╭──
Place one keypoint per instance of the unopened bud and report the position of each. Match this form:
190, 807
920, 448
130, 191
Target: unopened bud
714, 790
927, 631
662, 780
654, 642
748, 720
╰──
■ Your task
A faithful retyping of every entry above is the task.

■ Answer section
Place one keypoint per instance of the unopened bud and report the position of each. Match this form:
190, 807
920, 448
130, 191
Target: unopened bud
714, 790
927, 631
662, 780
654, 642
748, 720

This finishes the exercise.